▸ INPUT FOR THIS TASK:
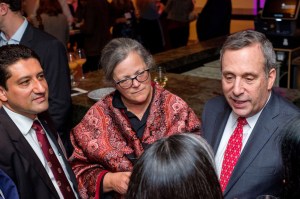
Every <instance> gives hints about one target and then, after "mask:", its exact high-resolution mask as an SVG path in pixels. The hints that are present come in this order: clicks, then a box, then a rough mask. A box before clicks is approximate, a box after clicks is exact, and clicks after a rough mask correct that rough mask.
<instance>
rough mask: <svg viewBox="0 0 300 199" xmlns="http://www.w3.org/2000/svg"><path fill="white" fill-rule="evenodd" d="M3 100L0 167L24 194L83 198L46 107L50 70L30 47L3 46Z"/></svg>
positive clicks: (39, 196)
mask: <svg viewBox="0 0 300 199" xmlns="http://www.w3.org/2000/svg"><path fill="white" fill-rule="evenodd" d="M0 101H1V102H2V108H1V109H0V151H1V153H0V169H2V170H3V171H4V172H6V173H7V175H9V176H10V177H11V179H12V180H13V181H14V183H15V184H16V186H17V189H18V192H19V195H20V198H37V199H46V198H49V199H50V198H51V199H52V198H57V199H58V198H68V199H69V198H78V195H77V183H76V179H75V175H74V173H73V171H72V170H71V168H70V166H69V164H68V162H67V160H66V156H65V153H64V148H63V145H62V143H61V140H60V139H59V136H58V134H57V132H56V130H55V128H53V126H52V123H51V119H50V117H48V115H47V112H46V111H47V109H48V85H47V82H46V80H45V77H44V72H43V69H42V68H41V65H40V62H39V58H38V56H37V55H36V54H35V53H34V52H33V51H32V50H31V49H29V48H28V47H25V46H23V45H6V46H2V47H0ZM36 123H39V127H40V128H41V129H37V128H36V127H35V125H34V124H36ZM38 133H40V134H42V139H41V137H40V136H41V135H40V134H38ZM44 135H45V136H44ZM45 146H47V148H46V150H44V147H45ZM57 171H58V172H57ZM67 196H68V197H67Z"/></svg>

▸ TASK OBJECTIVE: Omit the pictures; set down each record exactly.

▸ SOLUTION TO THIS TASK:
Every <instance> gives hints about one target and then, after "mask:", its exact high-resolution mask as an SVG path in pixels. The hints that are present come in this order: clicks, then a box, then a rough mask. A box before clicks is approximate, a box after clicks is exact, and clicks after a rough mask correct that rough mask.
<instance>
rough mask: <svg viewBox="0 0 300 199" xmlns="http://www.w3.org/2000/svg"><path fill="white" fill-rule="evenodd" d="M3 100L0 167L24 194L83 198L46 107L50 70L30 47L3 46Z"/></svg>
positive clicks: (39, 196)
mask: <svg viewBox="0 0 300 199" xmlns="http://www.w3.org/2000/svg"><path fill="white" fill-rule="evenodd" d="M0 101H1V102H2V108H1V109H0V151H1V153H0V169H2V170H3V171H4V172H6V173H7V175H9V176H10V177H11V179H12V180H13V181H14V183H15V184H16V186H17V189H18V192H19V195H20V198H37V199H46V198H49V199H50V198H51V199H52V198H57V199H58V198H68V199H69V198H78V195H77V183H76V179H75V175H74V173H73V171H72V170H71V168H70V166H69V164H68V162H67V160H66V156H65V153H64V148H63V145H62V143H61V140H60V139H59V136H58V134H57V132H56V130H55V128H53V126H52V123H51V119H50V117H48V115H47V112H46V111H47V109H48V85H47V82H46V80H45V77H44V72H43V69H42V68H41V65H40V62H39V58H38V56H37V55H36V54H35V53H34V52H33V51H32V50H31V49H29V48H28V47H25V46H23V45H6V46H2V47H0ZM36 123H39V127H40V128H41V129H37V128H36V127H35V125H34V124H36ZM38 133H40V134H42V139H41V137H40V136H41V135H40V134H38ZM44 135H45V136H44ZM45 146H47V148H46V150H44V147H45ZM57 171H58V172H57ZM67 196H68V197H67Z"/></svg>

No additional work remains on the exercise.